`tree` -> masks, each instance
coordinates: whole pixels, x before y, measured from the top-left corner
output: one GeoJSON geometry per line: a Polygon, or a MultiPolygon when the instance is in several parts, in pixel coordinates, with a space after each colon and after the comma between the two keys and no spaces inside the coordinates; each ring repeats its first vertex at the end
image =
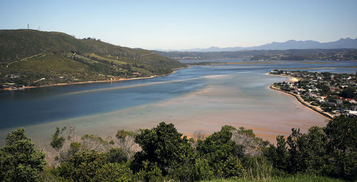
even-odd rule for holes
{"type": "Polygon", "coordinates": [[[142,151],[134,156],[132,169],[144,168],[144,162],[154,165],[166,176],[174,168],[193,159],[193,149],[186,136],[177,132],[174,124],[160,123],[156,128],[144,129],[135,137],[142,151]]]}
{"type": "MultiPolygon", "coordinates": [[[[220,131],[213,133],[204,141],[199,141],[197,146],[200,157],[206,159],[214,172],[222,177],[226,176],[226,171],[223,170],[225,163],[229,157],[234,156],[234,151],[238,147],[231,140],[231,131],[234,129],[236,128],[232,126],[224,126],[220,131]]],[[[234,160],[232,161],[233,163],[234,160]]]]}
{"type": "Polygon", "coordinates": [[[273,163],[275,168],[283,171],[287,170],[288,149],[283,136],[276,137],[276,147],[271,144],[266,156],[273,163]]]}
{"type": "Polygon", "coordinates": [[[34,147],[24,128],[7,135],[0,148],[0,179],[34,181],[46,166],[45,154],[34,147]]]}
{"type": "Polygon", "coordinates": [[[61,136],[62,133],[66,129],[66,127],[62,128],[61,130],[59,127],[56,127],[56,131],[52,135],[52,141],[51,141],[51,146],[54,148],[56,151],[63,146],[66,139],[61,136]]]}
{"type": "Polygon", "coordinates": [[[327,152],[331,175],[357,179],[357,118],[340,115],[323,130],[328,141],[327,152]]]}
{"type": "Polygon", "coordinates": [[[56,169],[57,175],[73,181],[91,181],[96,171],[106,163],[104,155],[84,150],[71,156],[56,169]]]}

---

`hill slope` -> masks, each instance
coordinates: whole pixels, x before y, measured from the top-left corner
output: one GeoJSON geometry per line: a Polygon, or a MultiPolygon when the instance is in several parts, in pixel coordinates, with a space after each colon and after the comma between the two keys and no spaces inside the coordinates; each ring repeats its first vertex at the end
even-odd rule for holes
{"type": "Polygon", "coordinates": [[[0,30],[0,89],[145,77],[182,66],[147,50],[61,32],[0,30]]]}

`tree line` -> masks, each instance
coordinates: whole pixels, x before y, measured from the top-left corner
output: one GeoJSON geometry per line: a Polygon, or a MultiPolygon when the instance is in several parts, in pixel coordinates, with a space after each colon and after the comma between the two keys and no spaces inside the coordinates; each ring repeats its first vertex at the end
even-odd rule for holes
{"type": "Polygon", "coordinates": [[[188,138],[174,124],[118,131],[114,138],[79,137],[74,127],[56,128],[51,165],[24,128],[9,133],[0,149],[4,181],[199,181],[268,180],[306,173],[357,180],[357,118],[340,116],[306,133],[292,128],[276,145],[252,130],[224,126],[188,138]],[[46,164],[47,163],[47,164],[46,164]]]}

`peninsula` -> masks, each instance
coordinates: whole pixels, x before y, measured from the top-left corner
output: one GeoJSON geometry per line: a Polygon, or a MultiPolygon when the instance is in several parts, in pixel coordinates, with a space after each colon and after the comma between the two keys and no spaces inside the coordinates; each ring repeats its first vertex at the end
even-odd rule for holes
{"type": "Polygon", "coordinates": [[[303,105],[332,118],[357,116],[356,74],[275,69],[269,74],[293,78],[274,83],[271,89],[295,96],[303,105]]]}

◆ EXERCISE REQUIREMENTS ◆
Locate each line in the data above that contains the string "masks", and copy those lines out. Case counts when matching.

◆ THE OUTPUT ◆
`tree` -> masks, each instance
`hill slope` -> masks, each instance
`tree line` -> masks, each instance
`peninsula` -> masks, each instance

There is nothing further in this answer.